═══ Фрагмент источника ═══
Общим международным принципом уже около двухсот лет является то, что лишенный реальной власти государь не может создавать новых почестей, а вправе лишь сохранять и модифицировать старые (так, нельзя пожаловать приверженцу династии титул или дворянство, хотя можно возвести в степень ордена, дающую дворянство в силу старой привилегии этого ордена; нельзя основать новый орден, но можно жаловать старый, и т. д.). Эти нормы не сводятся к условным приличиям; они имеют сугубо правовое происхождение и укоренены в венской системе обустройства посленаполеоновской Европы.
Пренебрежение подобными рамками возможно, но имеет конкретный смысл: претензию на реальную государственную власть. Когда в ХIХ веке карлистские претенденты на испанский трон жаловали титулы и учредили собственный орден, за этим стояли долгие и грозные годы гражданской войны, временное — но эффективное — овладение частью страны и готовность (то декларативная, то вполне серьезная) продолжить борьбу. Изгнанный из страны король Никола I Черногорский жаловал титулы своим сторонникам, но только до тех пор, пока великие державы не перестали считать его законным главой государства и не признали вхождение его страны в югославскую монархию. Король Умберто II, изгнанный из Италии, жаловал титулы, невзирая на международное признание республиканской власти. Король показывал этим, что считает свое свержение совершенно незаконным; такие действия монарха были, по крайней мере, логичными, хотя статус жалованных им титулов остался небесспорным. Эти люди боролись, как умели. Но Мария Владимировна, имеющая неплохие отношения с российскими республиканскими властями, более того — испросившая себе паспорт Российской Федерации и принявшая гражданство республики, к этому ряду борцов явно не принадлежит. Это же относится и к ее приверженцам. Поэтому покушение Марии Владимировны на подлинно государственные полномочия является фарсом.
═══
> **Задание**: Продолжите текст о праве лишенных реальной власти монархов жаловать титулы, начав сразу после его последнего предложения.
═══ Извлеченные сведения ═══
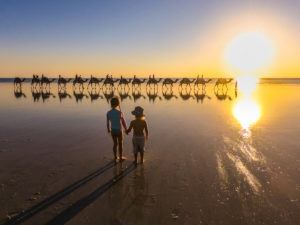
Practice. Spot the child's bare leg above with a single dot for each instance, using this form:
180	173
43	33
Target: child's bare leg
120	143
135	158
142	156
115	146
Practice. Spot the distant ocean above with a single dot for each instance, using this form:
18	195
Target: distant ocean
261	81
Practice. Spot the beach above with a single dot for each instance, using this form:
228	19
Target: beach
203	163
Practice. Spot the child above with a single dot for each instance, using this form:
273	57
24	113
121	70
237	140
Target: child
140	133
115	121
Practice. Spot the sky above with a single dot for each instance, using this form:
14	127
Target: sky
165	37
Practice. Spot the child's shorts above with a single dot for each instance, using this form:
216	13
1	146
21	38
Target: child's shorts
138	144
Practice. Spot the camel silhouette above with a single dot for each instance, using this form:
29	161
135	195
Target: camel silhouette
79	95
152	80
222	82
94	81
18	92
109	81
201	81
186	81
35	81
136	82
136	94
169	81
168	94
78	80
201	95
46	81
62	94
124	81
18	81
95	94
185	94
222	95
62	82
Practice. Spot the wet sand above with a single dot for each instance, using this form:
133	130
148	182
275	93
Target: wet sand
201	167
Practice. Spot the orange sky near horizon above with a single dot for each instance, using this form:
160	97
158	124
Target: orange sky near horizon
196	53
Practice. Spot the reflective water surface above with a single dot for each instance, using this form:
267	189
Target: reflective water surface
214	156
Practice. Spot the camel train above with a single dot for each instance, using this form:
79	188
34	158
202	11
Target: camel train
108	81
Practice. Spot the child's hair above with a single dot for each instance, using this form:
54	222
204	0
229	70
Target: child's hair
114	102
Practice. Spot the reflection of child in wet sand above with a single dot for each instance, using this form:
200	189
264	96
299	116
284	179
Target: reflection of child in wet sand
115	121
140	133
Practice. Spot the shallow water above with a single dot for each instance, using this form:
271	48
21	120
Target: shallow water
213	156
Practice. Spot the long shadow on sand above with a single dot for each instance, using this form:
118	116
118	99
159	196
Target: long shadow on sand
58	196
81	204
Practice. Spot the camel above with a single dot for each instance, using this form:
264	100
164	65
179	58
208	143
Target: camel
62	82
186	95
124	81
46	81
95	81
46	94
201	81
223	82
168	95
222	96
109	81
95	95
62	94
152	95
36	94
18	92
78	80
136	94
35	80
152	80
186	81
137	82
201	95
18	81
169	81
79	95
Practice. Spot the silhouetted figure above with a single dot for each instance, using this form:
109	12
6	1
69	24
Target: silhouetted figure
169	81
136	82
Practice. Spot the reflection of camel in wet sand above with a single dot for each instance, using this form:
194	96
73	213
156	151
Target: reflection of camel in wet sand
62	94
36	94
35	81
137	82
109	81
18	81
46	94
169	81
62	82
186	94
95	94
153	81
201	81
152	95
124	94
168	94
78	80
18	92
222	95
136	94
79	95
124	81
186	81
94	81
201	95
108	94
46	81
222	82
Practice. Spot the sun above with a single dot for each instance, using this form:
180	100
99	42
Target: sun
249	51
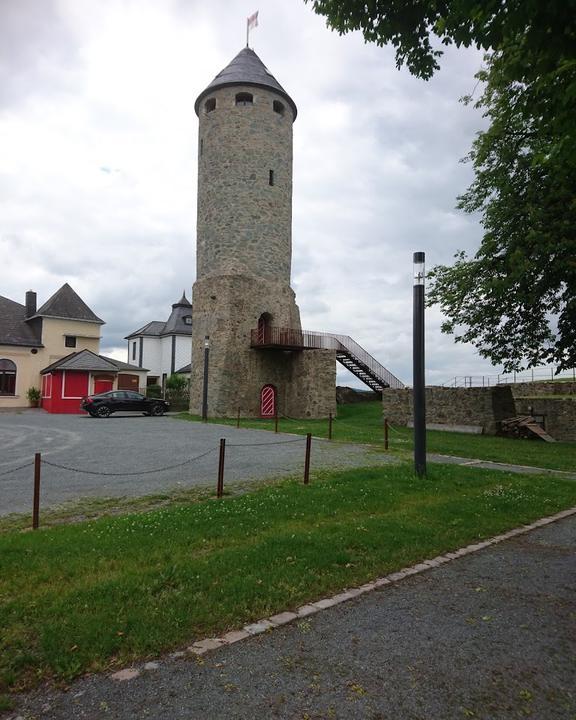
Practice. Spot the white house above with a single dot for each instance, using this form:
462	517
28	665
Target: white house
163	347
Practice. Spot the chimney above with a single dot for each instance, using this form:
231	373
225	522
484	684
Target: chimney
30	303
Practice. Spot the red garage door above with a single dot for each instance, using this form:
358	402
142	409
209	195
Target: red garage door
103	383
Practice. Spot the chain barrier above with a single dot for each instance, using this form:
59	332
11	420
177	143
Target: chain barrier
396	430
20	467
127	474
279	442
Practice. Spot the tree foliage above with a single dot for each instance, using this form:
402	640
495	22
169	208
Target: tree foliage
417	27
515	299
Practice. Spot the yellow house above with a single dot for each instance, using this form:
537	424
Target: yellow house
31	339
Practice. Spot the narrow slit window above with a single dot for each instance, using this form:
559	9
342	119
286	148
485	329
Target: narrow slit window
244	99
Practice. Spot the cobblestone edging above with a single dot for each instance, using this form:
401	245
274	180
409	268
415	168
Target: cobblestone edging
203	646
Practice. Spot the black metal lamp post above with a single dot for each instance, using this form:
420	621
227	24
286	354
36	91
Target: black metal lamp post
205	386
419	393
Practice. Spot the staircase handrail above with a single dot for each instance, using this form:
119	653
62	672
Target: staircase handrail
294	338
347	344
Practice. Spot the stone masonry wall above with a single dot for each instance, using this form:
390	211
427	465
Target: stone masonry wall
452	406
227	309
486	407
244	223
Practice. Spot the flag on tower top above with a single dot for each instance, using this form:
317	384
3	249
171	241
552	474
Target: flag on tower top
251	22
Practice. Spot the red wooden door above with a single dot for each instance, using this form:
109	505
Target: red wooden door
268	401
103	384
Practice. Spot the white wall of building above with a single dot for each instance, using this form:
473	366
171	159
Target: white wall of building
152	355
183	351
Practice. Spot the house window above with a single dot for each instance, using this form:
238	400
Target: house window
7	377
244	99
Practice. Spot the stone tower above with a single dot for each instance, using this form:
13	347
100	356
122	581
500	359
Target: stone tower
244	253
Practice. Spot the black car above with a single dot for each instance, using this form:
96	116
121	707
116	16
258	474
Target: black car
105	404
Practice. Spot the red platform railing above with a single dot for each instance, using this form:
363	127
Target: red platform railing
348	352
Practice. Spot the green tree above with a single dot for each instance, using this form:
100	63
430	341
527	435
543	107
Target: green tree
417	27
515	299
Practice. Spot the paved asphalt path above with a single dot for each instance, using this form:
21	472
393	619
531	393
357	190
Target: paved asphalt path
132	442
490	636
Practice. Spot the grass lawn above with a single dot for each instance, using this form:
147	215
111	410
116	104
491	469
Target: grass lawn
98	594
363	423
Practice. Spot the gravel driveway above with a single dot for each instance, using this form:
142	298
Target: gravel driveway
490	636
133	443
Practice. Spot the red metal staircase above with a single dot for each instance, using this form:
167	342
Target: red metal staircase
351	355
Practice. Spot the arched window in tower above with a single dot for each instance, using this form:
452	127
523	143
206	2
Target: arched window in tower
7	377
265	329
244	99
═══
> **Результат выполнения**:
А покушение вполне очевидно. Жалуется дворянство, даруются титулы (иногда это оформляется как передача старого титула новым хозяевам, но разница фиктивна: ведь такая передача осуществляется не по праву наследования, а по воле жалующей особы). Кирилл и его сын основали в эмиграции два новых ордена — военный св. Николая (в 1929 году, через несколько лет после того, как гражданская война в России уже была трагически проиграна) и св. Михаила (в 1988 году). Мария Владимировна пошла еще дальше: даровала ордену св. Николая привилегию возведения кавалеров во дворянство, а буквально только что (в августе 2010 года) учредила еще один орден, посвященный св. Анастасии [1].
_______________
[1] Нельзя не упомянуть, что все ордена, основанные Кириллом и его потомками, довольно далеки от российских орденских традиций и оформлены под заметным влиянием немецкой фалеристики. Это служит зримым напоминанием о том, насколько претензия Кирилловичей чужда подлинным реалиям Российской империи.
Знаки (мужской и дамский) учрежденного князем Владимиром Кирилловичем «династического ордена» Св. Михаила Архангела (1988)
Понимают ли сама Мария Владимировна и ее советчики, что эти действия либо являют собой мягко выраженную декларацию гражданской войны, либо откровенно несерьезны? По-видимому, понимают (поскольку время от времени маскируют пожалования, «даруя дворянство» не прямо, а по ордену, или «возрождая» старые титулы), но рассчитывают на невзыскательную, непытливую аудиторию.
Эти же соображения касаются и пожалования гербов. Глава династии вправе распоряжаться лишь гербами членов этой династии, да гербами их супруг и потомков, не вошедших в династию (морганатов и бастардов); в качестве главы династических орденов он может ведать гербами кавалеров. Это не так и мало. Но в остальных случаях утверждение чьего-либо герба выходит за пределы компетенции главы династии.
Итак, даже если считать Марию Владимировну подлинным главой династии, ее пожалования всё-таки оказываются необоснованными.
II. Престолонаследие
Между тем Мария Владимировна не является ни главой, ни даже членом Российского Императорского дома.
Она является вполне легитимной представительницей благородного рода Романовых, княжной Российской Империи с правом на титул «Светлость» и, возможно, также рядовым членом императорского дома Гогенцоллернов, принцессой Прусской (она в разводе с супругом, и нам неизвестно, как решился вопрос о проистекающих из их брака прав супруги). Иначе говоря, она — аристократка, но частное лицо. Отнюдь не государыня.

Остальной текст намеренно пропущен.